Given request 1:
Reproduce the part of the entries that opens with the line containing "Each instance receives one point. Annotate the board" and closes with the line containing "[[556, 81]]", both ends included, requests and all. Multiply every point coordinate in the answers by 0.6 and round to whole numbers, with halves rounding up. Leave the coordinates in the requests unchanged.

Extract:
Modular Multitask Reinforcement Learning with Policy Sketches [ICML 2017]
- Proposes to use as supervision for hierarchical agents "policy sketches": sequences of reusable blocks of behavior without any specifics of the behaviors themselves
- Interesting idea, probably more efficient than e.g. reward design
FeUdal Networks for Hierarchical Reinforcement Learning [ICML 2017]
- Proposes a manager-worker architecture: manager sets goals for worker and both agents are trained with policy gradients
- Assumes that manager's decisions result in a particular distribution over future states; this seems unlikely
- ~2000 on Montezuma's Revenge
The Predictron: End-To-End Learning and Planning [arXiv 2016]
- Proposes a NN architecture capable of learning an internal MRP and outputting value estimates
- Shows that the NN queries different depths on different tasks
Stochastic Neural Networks for Hierarchical Reinforcement Learning [ICLR 2017]
- Uses a stochastic neural network to learn skills before task is presented(pre-training)
- Trains skills by maximizing channel capacity
- Solves continuous control tasks that were previously unsolved
Surprise-based Intrinsic Motivation for Deep Reinforcement Learning [ICLR 2017]
- Introduces an additional reward term proportional to how unexpected the state transition was to the agent's model
Strategic Attentive Writer for Learning Macro-Actions [NIPS 2016]
- Develops an algorithm that learns to plan sequences of actions in addition to their level of commitment
- Only works for finite action spaces and a predetermined timeline
Hierarchical Deep Reinforcement Learning: Integrating Temporal Abstraction and Intrinsic Motivation [NIPS 2016]
- Introduces h-DQN, a deep network version of the options framework
- Uses hardwired goals(similar to 'salient events' from Singh 2004)

Available records:

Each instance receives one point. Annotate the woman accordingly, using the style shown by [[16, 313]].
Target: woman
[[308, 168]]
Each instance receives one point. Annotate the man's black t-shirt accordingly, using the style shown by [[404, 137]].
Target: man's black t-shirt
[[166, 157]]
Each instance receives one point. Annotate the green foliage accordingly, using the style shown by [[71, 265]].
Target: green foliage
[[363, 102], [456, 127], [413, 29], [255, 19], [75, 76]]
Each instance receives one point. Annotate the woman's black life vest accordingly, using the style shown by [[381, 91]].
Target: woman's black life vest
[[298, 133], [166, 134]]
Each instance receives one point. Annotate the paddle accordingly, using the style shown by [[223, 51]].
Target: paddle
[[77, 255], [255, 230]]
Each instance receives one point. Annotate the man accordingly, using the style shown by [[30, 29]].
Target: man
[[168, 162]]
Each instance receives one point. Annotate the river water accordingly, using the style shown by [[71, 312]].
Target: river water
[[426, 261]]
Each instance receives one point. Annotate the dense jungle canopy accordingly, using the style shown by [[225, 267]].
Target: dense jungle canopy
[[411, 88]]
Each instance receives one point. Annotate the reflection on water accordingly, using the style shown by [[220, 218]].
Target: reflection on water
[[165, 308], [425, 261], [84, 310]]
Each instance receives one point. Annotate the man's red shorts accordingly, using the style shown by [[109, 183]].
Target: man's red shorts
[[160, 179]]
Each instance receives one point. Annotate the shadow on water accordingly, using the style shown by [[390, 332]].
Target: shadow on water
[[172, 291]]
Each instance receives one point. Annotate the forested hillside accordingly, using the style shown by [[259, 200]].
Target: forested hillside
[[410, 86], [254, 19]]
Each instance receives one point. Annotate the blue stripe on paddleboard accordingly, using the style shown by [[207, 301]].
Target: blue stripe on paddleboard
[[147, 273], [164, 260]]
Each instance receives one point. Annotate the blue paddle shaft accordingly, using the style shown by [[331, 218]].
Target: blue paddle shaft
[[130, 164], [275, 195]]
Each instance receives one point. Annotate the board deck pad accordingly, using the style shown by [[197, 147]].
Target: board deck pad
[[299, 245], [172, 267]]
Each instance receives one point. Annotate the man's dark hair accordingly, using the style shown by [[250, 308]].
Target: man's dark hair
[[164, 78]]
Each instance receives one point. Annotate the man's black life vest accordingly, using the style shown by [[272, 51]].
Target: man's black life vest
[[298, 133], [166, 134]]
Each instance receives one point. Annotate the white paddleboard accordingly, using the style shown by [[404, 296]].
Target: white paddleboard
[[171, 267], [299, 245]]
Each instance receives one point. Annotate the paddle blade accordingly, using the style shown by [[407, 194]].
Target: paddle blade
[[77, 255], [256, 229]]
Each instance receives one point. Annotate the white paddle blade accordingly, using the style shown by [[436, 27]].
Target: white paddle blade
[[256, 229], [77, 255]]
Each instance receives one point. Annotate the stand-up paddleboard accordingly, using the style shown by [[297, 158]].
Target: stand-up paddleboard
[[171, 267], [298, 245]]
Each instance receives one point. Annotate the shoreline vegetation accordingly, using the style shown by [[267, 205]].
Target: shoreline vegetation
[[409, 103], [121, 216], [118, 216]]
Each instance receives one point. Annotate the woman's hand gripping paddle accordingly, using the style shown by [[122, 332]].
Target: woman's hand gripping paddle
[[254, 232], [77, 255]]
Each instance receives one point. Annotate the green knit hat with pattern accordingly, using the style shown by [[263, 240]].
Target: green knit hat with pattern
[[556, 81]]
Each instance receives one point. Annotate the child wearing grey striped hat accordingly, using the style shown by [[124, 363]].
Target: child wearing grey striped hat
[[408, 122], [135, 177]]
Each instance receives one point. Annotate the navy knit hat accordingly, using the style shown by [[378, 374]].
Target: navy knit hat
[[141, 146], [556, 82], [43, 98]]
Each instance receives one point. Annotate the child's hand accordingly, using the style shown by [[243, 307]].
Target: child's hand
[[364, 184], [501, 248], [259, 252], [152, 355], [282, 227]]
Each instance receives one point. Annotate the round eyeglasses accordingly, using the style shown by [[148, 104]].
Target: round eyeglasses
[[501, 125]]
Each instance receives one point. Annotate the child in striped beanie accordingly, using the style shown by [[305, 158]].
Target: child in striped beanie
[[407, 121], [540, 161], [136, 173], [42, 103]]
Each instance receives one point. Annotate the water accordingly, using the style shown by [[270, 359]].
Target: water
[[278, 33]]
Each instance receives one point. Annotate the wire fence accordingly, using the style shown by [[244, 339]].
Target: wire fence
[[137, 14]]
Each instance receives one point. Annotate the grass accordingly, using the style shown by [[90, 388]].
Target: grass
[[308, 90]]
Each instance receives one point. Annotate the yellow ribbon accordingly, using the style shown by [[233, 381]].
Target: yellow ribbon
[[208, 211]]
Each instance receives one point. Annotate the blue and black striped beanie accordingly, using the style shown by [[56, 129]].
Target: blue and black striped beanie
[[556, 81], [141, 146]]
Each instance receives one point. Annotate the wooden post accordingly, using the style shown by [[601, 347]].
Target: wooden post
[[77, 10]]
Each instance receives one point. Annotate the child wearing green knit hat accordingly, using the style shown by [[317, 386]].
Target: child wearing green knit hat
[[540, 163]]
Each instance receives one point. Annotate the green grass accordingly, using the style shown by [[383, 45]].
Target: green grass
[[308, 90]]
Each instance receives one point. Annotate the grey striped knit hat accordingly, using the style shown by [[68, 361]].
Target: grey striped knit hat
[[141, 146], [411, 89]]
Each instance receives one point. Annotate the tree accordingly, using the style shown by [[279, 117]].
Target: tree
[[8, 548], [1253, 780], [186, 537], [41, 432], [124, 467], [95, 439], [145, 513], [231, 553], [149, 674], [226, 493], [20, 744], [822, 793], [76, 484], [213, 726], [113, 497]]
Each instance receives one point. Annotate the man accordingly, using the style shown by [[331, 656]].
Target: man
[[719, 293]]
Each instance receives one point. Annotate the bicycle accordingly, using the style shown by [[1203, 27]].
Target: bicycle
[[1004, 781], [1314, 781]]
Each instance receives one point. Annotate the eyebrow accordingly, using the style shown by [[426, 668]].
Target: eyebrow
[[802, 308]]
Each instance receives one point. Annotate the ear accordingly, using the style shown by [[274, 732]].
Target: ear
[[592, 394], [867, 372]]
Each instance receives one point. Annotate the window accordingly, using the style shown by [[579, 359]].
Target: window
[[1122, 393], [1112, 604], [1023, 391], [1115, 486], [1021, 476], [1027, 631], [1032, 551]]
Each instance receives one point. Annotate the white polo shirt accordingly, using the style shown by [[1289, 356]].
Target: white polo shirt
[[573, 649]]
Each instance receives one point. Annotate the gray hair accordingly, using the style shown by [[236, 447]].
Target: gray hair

Given request 2:
According to the paper summaries, what framework is h-DQN a deep network version of?

Correct answer 1:
Each instance receives one point. Annotate the board deck pad accordingly, using the style shown by [[197, 147]].
Target: board deck pad
[[179, 147], [103, 160]]
Each instance receives one point. Annotate the man's dark hair accordingly, using the style shown by [[250, 308]].
Target: man's dark hair
[[98, 47]]
Each instance receives one point. Annotate the man's black life vest accordingly, using the style shown by [[272, 51]].
Target: man's black life vest
[[179, 80], [100, 80]]
Each instance receives one point. Annotate the white paddleboard accordingly, using the style shown by [[404, 296]].
Target: white paddleboard
[[103, 160], [179, 147]]
Each instance receives one point. Annotate the paddle blade accordingly, using the style shown by [[407, 194]].
Target: paddle blade
[[46, 153], [154, 137]]
Each instance receives one point. Annotate the white paddle blade accordingly, using the style shown by [[436, 27]].
Target: white paddle blade
[[154, 137], [46, 153]]
Each instance receives one point. Annotate the stand-up paddleboard accordingly, using the style shown by [[297, 158]].
Target: stand-up paddleboard
[[103, 160], [179, 147]]
Each instance receives one point. Annotate the shoreline vegetation accordingly, using the style shown by [[267, 205]].
Target: shoreline vegetation
[[245, 62], [73, 130], [71, 130]]
Each instance receives one point. Annotate the woman's hand gripping paddle accordingly, using the style shown by [[122, 332]].
Target: woman's hand gripping paddle
[[152, 139], [46, 153]]
Each instance receives one point. Annotate the green knit hat with pattern accordingly, using the style shown by [[263, 240]].
Target: green knit hat with pattern
[[334, 49]]

Correct answer 2:
The options framework.